---------- READING TEXT

Supreme Court of New York, Second Department

February 15, 2017

In the Matter of Rihana J. H. (Anonymous). Administration for Children's Services, petitioner-respondent; Quianna J. (Anonymous), appellant, et al., respondent. (Proceeding No. 1) In the Matter of Kaden J. M. (Anonymous). Administration for Children's Services, petitioner-respondent; Quianna J. (Anonymous), appellant, et al., respondent. (Proceeding No. 2) Docket Nos. N-2583-16, N-2584-16

          Brooklyn Defender Services, Brooklyn, NY (Lauren Shapiro, Emma C. Alpert, and Skadden, Arps, Slate, Meagher & Flom, LLP [Daniel B. Weinstein and Eli S. Rubin], of counsel), for appellant.

          Zachary W. Carter, Corporation Counsel, New York, NY (Devin Slack and Fay Ng of counsel), for petitioner-respondent.

          Seymour W. James, Jr., New York, NY (Tamara Steckler and Marcia Egger of counsel), attorney for the children.

          MARK C. DILLON, J.P., SHERI S. ROMAN, SYLVIA O. HINDS-RADIX, BETSY BARROS, JJ.

          DECISION & ORDER

         Appeal from an order of the Family Court, Kings County (Lillian Wan, J.), dated May 4, 2016. The order, insofar as appealed from, denied the mother's motion, in effect, for visitation with the child Kaden J. M. supervised by the maternal grandmother, and, in effect, modified a prior order of that court dated March 16, 2016, by vacating a provision authorizing the maternal grandmother to supervise visitation between the mother and Kaden J. M.

--------------------
---------- INFORMATION SHOWN

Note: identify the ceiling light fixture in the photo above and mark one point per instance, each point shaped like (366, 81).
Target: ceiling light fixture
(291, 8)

--------------------

**REQUEST 1:**
Please answer these from the court decision:
(a) What are the docket numbers of the two proceedings?
(b) Who is named as attorney for the children?
(c) On what date was the appealed Family Court order issued, and which judge issued it?
**REQUEST 2:** Continue the court decision on visitation with Kaden J. M. from the point where it stops.

**RESULT 1:**
(a) N-2583-16 and N-2584-16
(b) Seymour W. James, Jr., of New York, NY, with Tamara Steckler and Marcia Egger of counsel
(c) May 4, 2016, by Lillian Wan, J.

**RESULT 2:**
         ORDERED that the order dated May 4, 2016, is affirmed insofar as appealed from, without costs or disbursements.

         In January 2016, the Administration for Children's Services (hereinafter ACS) filed a petition in the Family Court, Kings County, pursuant to Family Court Act article 10 alleging that the mother had abused the child Kaden J. M. Kaden was removed from the custody of the mother, and in a temporary order of protection dated February 1, 2016, the Family Court directed the mother to stay away from Kaden, "except for visits supervised by [ACS] or an ACS approved resource." Criminal charges were also filed against the mother, and on February 2, 2016, the New York City Criminal Court, Kings County, issued a temporary order of protection directing the mother to stay away from Kaden. The order specified that it was subject to any subsequent order of the Family Court as to custody and visitation. In an order dated March 16, 2016, the Family Court authorized the maternal grandmother to supervise visitation between Kaden and the mother, and the mother began visits with Kaden supervised by the maternal grandmother.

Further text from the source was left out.